Written exercise –
Please reproduce the passage on writing in accents between "I don't feel" and "ownership and annexation.", inclusive, swapping "annexation" for "appropriation".

### Supplied text ###

Interviews for 2004

MICHAEL BETTENCOURT muses with 
                                                                     Michael Bettencourt
                                                                    
Playwright


Beyond the Slice

I have a "trick" when I'm writing that helps me get a character "unstuck": I give the character an accent, often Irish (though I find Spanglish, Cockney, Trainspotting Scottish, and certain North Carolina regional accents energizing as well).  And more often than not, the moment I do, the character's throat unsticks and all sorts of interesting things stream out.

Not that what issues forth is particularly "Irish" in the sense of a native from, say, CountyDonegal or Dublin -- that is, it's not "authentic" in any cultural or linguistic sense.  What comes out is Bettencourt's poetry dressed in something faux.  In other words, tricked out in a cultural expropriation.

Because I'm an outsider to Spanish and to such accents as "Southern" and British/Scottish/Irish, there is always that danger of exoticizing what others see as perfectly culturally normal. Yet there is a music in them that strikes my ear as music -- as a lilt or a cadence or a syntactical
rearranging that carries velocity and rhythm. This, then, has an effect on the sense/sensuality of the language (which to me is denotative meaning along with a "feel" that language gives, a feel of the denotations rippling out on deeper connotative or emotional/wordless levels). The music also affects body posture/spatial movements since the body, as an instrument, cannot help but respond to the rhythms of the music coming out of it and into it. (I've noticed this in actors -- for instance, in my short play The Greed Gene, when the doctor is encouraged to try a German accent, the whole posture/approach of the actor changes -- he or she finds a way to make the language work with comic effect.)

I don't feel guilty about this, but I am always aware of what I'm doing because, for better or worse (and I think it has been for the better), post-modern deconstructings have sensitized us all about issues of cultural ownership and annexation.

But I also ask myself why I need to do this -- that is, why does it happen then why I choose a tonality and rhythm outside my own experiences -- outside what is supposedly the "authentic" voice of my life -- more and interesting things happen in my writing, not only with characters' voices but also with choices of themes and ideas?

### Extracted data ###

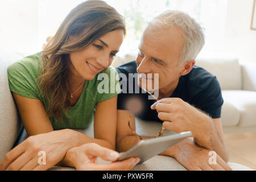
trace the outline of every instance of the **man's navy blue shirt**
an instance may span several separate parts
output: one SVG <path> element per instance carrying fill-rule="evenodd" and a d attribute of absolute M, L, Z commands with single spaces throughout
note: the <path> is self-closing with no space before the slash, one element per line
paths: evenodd
<path fill-rule="evenodd" d="M 137 73 L 137 64 L 135 61 L 123 64 L 117 68 L 118 73 L 124 73 L 129 77 L 129 73 Z M 166 78 L 168 79 L 168 78 Z M 120 78 L 121 81 L 122 78 Z M 135 93 L 135 84 L 138 86 L 136 79 L 129 82 L 127 79 L 127 90 L 124 90 L 118 96 L 117 109 L 127 110 L 126 103 L 129 98 L 138 98 L 142 104 L 143 110 L 136 116 L 144 120 L 161 121 L 158 117 L 155 110 L 151 110 L 150 106 L 155 100 L 149 100 L 148 94 L 143 93 L 139 88 L 139 93 Z M 133 93 L 129 93 L 129 88 L 133 86 Z M 179 83 L 170 97 L 177 97 L 190 105 L 209 114 L 212 118 L 221 117 L 223 98 L 221 90 L 216 76 L 207 72 L 204 68 L 195 65 L 191 72 L 181 76 Z"/>

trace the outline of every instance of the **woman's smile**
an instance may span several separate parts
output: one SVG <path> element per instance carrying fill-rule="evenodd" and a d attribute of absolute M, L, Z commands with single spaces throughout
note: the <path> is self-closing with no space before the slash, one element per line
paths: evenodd
<path fill-rule="evenodd" d="M 100 71 L 102 69 L 99 69 L 93 65 L 92 65 L 91 64 L 90 64 L 88 61 L 85 61 L 85 62 L 86 63 L 87 65 L 88 66 L 89 68 L 90 69 L 90 70 L 94 73 L 98 73 L 98 72 L 100 72 Z"/>

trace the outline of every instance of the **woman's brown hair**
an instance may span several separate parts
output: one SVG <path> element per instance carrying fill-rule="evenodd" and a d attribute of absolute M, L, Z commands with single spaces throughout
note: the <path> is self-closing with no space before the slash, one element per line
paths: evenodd
<path fill-rule="evenodd" d="M 43 67 L 38 82 L 41 94 L 46 99 L 45 106 L 49 117 L 61 121 L 71 106 L 68 99 L 71 90 L 67 81 L 72 64 L 69 54 L 85 49 L 106 33 L 119 29 L 125 34 L 122 16 L 102 1 L 86 1 L 67 15 L 41 52 Z M 70 36 L 72 40 L 68 39 Z"/>

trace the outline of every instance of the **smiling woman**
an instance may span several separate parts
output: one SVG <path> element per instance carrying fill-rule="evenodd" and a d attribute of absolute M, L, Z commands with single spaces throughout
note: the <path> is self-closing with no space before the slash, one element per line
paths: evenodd
<path fill-rule="evenodd" d="M 97 77 L 101 73 L 117 75 L 109 65 L 125 33 L 123 19 L 115 9 L 101 1 L 87 1 L 70 12 L 44 51 L 8 68 L 10 89 L 32 136 L 6 154 L 0 170 L 46 170 L 58 163 L 79 169 L 129 169 L 138 162 L 131 158 L 90 168 L 86 165 L 97 156 L 113 161 L 118 154 L 83 145 L 115 148 L 118 93 L 100 93 Z M 94 138 L 71 129 L 84 129 L 93 118 Z M 38 163 L 41 151 L 46 165 Z"/>

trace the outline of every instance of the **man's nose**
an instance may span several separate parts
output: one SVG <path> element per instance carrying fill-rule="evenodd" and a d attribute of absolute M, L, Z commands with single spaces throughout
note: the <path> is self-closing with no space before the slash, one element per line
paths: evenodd
<path fill-rule="evenodd" d="M 97 59 L 96 62 L 103 68 L 107 68 L 109 66 L 109 56 L 101 56 Z"/>
<path fill-rule="evenodd" d="M 139 64 L 137 68 L 137 72 L 138 73 L 150 73 L 150 60 L 146 57 L 142 60 L 139 60 L 137 63 Z"/>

###

Result –
I don't feel guilty about this, but I am always aware of what I'm doing because, for better or worse (and I think it has been for the better), post-modern deconstructings have sensitized us all about issues of cultural ownership and appropriation.